** What is asked **
Edit the material below, starting with the line that contains "Outline truck wheel above." and going on through the line that contains "147, 74, 183, 106": replace "black jacket" with "dark coat" and keep everything else the same. Return only those lines.

[Entries on locating named items]
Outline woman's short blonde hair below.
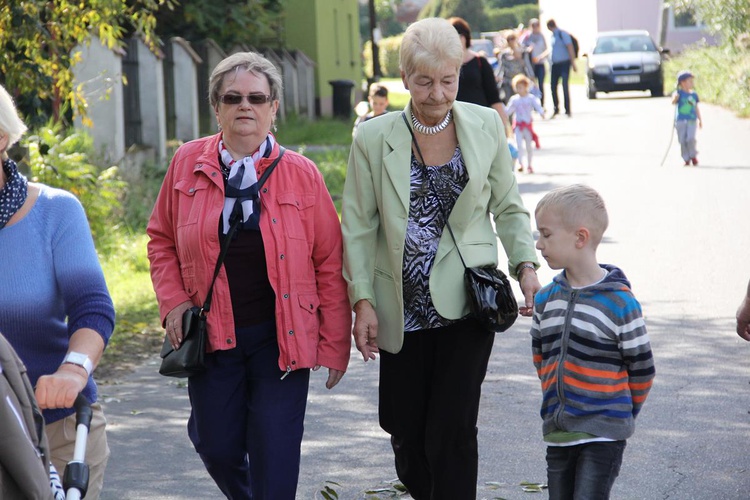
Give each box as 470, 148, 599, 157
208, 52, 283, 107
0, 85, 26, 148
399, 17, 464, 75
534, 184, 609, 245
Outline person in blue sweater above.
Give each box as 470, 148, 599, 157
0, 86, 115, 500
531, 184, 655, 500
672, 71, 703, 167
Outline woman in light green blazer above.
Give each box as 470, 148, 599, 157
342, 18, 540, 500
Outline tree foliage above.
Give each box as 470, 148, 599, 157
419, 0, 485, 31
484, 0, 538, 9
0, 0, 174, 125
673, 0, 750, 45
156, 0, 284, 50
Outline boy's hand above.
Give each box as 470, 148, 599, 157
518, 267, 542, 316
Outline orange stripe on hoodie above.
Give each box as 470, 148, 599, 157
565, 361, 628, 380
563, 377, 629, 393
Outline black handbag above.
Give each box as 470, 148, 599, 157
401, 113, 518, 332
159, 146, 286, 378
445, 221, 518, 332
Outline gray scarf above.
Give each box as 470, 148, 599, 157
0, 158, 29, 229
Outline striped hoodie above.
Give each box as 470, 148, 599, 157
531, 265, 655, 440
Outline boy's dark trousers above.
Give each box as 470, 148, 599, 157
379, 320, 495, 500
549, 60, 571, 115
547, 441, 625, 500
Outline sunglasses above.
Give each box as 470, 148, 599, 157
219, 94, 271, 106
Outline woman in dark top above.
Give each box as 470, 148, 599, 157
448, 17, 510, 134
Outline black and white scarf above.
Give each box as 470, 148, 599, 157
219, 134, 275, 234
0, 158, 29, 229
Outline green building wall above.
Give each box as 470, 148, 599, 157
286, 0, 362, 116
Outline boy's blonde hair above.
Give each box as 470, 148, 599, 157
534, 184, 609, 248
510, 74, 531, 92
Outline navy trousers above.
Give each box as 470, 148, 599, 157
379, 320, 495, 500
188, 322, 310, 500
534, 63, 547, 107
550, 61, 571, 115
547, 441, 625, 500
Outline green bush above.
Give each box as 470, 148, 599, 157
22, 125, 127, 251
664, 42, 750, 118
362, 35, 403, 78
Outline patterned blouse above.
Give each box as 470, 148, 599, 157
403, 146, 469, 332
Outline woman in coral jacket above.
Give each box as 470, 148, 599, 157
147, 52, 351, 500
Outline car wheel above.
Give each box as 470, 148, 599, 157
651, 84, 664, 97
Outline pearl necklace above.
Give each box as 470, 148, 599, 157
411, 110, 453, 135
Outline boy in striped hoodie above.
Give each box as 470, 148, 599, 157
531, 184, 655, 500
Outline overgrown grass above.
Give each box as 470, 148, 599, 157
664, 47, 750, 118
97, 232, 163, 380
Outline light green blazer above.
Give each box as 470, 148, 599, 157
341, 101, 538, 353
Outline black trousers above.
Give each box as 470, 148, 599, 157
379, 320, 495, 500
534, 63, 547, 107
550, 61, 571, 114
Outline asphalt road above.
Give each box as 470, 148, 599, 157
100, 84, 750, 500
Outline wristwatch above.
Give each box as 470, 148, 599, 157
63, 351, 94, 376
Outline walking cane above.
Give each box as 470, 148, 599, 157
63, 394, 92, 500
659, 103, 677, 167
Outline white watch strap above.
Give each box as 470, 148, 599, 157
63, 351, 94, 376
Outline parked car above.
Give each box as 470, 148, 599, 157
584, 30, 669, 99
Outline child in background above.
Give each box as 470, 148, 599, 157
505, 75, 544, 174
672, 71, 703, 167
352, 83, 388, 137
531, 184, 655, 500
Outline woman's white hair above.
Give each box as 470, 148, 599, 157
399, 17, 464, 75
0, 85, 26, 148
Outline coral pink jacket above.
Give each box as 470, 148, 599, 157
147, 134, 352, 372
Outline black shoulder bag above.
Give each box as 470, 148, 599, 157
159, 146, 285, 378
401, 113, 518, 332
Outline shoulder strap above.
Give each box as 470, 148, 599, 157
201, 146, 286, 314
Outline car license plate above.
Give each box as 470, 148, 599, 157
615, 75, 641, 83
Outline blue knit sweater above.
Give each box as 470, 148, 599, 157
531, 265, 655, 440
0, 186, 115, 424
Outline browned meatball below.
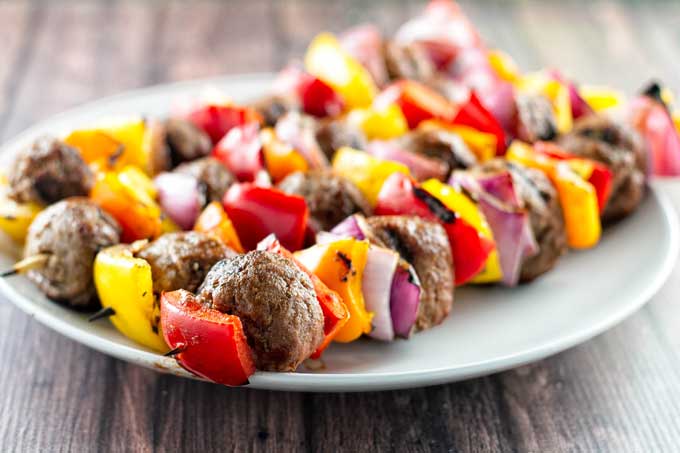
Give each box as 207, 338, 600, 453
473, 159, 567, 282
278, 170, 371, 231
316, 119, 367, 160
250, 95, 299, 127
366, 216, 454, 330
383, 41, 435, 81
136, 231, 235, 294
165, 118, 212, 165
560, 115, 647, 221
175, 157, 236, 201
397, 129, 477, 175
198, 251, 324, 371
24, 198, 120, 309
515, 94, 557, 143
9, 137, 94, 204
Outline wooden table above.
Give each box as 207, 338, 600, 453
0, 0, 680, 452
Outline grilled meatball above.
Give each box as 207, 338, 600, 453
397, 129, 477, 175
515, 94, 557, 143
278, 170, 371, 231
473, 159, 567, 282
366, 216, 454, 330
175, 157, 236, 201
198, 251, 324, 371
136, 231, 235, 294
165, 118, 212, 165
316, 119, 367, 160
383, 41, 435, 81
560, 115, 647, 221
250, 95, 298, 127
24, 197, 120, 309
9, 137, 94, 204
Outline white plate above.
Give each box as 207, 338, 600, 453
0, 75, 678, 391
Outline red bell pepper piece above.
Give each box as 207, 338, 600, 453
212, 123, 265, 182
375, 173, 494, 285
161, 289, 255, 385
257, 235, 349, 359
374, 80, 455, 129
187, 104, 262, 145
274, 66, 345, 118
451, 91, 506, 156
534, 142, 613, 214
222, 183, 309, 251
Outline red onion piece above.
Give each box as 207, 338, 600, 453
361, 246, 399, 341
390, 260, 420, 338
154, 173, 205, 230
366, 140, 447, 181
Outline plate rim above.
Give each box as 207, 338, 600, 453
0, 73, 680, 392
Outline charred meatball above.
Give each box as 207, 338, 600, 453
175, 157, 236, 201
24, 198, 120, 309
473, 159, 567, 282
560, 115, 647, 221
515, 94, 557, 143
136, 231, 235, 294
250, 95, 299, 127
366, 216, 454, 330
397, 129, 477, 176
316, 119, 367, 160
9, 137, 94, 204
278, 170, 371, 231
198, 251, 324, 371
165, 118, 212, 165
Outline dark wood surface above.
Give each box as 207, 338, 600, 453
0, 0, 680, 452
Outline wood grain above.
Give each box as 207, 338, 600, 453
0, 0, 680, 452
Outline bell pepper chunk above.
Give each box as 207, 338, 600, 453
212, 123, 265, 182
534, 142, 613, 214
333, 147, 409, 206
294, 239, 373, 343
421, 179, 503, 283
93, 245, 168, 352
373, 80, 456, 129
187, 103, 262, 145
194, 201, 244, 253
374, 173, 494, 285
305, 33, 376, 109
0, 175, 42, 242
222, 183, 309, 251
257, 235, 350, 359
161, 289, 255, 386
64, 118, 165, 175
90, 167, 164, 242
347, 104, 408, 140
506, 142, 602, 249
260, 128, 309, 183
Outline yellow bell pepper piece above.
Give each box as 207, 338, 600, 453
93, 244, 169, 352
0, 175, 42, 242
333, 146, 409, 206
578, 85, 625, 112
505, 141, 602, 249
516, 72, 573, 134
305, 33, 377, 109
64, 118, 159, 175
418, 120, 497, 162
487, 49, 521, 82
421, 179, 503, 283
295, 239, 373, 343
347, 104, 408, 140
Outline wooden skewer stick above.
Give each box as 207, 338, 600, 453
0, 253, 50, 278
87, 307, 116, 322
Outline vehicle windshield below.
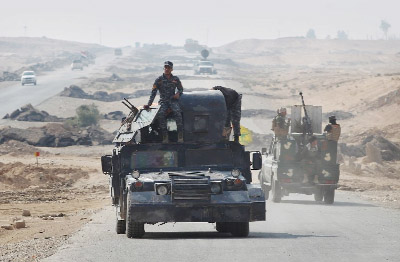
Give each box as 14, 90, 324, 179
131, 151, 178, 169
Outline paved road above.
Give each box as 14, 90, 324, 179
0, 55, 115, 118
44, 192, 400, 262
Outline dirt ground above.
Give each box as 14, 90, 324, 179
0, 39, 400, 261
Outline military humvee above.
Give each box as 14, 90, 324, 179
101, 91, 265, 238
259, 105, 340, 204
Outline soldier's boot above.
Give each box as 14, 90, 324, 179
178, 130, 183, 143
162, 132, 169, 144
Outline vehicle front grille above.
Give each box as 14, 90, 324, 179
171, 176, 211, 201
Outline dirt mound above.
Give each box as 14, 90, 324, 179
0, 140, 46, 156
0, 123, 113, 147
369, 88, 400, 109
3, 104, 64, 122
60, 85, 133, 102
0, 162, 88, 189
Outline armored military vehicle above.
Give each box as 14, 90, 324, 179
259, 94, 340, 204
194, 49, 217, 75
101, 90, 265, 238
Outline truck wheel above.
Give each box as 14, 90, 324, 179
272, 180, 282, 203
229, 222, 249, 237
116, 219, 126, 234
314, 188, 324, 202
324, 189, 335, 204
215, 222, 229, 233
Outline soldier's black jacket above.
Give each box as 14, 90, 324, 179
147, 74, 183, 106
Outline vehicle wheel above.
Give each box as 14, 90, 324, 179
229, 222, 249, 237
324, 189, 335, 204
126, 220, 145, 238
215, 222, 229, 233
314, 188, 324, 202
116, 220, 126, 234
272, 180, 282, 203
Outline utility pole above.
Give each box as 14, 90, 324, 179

** Solution to the exercise **
Outline truck wheel above.
Give each box as 14, 90, 324, 179
272, 180, 282, 203
229, 222, 249, 237
116, 219, 126, 234
314, 188, 324, 202
324, 189, 335, 204
215, 222, 229, 233
Outline soldier's dark coat above.
Give each box as 14, 90, 324, 179
147, 74, 183, 106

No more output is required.